-- Given text follows --

Looks like Trump has his casus belli to fire Rosenstein. What happens to now?

You do realize that I don’t believe in the Deep State, yes? I was just stating what Trump supporters will say.

If I’m weighing the reporting of someone of Woodward’s caliber against someone whose continued employment depends on them lying, ill side with the former.

This deserves more attention. The NYT reporters, Adam Goldman and Michael S. Schmidt, and their editors, appear to me to have been markedly irresponsible in their search for a scoop.

As you noted, the witnesses in the room say Rosenstein’s remark about wearing a wire was made sarcastically. I’m suggesting that it makes NO sense to suggest, and Goldman and Schmidt did, that the remark was made seriously and as part of a concerted plan.

To suggest Rosenstein was seriously thinking of wearing a wire, means that we must accept:

First, that Rosenstein would be willing to wear a wire to record the utterances of an American citizen (who happened to be the president). On this topic, those who’ve worked closely with Rosenstein would be the best authorities on whether he’s likely to do such a thing.

-- Given text concluded --
-- Data records follows --

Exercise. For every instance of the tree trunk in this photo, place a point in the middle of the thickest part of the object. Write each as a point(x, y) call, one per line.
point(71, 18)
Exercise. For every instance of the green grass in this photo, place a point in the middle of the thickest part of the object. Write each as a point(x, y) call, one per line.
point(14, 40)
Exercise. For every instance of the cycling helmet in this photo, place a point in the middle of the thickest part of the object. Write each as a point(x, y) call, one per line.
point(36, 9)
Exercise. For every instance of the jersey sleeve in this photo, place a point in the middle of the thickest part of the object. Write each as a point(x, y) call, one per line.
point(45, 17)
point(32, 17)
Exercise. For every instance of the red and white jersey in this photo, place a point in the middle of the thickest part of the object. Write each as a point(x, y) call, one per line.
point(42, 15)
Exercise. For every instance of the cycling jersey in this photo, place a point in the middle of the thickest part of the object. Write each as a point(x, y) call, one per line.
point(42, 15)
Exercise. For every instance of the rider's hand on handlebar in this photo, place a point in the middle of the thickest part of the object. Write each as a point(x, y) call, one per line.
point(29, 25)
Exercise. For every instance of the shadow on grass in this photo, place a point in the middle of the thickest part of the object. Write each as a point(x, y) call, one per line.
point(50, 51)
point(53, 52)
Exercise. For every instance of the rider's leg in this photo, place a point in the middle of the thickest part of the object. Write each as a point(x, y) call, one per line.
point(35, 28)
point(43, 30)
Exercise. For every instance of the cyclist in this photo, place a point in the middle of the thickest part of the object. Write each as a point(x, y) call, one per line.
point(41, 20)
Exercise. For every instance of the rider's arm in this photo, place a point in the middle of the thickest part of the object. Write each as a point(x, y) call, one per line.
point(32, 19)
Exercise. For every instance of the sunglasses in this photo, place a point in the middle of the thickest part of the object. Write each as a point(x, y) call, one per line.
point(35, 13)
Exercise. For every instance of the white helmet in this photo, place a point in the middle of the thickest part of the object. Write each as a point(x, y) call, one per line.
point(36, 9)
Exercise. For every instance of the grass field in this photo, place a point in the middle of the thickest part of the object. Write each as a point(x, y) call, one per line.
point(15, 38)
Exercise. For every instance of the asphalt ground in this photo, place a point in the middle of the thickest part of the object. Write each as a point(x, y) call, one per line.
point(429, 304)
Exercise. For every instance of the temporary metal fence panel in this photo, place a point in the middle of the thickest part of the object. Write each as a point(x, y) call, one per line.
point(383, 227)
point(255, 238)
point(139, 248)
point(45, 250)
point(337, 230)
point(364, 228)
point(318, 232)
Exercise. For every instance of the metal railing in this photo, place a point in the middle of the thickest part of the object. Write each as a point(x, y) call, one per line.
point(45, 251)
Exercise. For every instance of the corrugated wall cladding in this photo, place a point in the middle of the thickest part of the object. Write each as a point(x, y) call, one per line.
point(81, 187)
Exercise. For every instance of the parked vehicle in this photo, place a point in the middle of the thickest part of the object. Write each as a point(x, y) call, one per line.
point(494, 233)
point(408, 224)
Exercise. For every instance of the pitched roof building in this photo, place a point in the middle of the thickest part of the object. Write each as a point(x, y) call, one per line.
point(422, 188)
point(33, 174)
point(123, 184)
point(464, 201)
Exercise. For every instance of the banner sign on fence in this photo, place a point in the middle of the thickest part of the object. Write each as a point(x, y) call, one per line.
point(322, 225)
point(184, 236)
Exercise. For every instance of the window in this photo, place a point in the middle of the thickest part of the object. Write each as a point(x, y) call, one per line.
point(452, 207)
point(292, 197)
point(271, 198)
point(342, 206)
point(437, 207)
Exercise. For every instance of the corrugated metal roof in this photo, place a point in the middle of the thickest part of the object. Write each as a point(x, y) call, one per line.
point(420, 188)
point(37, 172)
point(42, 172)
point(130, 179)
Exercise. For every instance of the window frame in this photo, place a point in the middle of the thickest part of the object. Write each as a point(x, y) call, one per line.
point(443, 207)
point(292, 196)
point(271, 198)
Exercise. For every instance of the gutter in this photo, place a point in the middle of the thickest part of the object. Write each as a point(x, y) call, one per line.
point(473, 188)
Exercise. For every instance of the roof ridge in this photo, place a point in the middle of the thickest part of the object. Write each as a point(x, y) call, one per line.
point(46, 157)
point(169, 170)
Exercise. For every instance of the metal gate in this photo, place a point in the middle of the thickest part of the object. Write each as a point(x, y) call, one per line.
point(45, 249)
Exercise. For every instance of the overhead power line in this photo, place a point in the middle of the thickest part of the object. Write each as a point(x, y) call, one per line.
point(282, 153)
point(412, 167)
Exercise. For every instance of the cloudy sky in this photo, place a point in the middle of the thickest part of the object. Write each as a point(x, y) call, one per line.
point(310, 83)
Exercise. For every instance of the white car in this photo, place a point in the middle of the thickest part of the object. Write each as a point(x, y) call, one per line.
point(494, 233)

-- Data records concluded --

Quote the comments about Rosenstein word for word, starting with "If I’m weighing" and going on through "for a scoop.". The listing has no connection to the comments about Rosenstein.

Answer to this exercise:
If I’m weighing the reporting of someone of Woodward’s caliber against someone whose continued employment depends on them lying, ill side with the former.

This deserves more attention. The NYT reporters, Adam Goldman and Michael S. Schmidt, and their editors, appear to me to have been markedly irresponsible in their search for a scoop.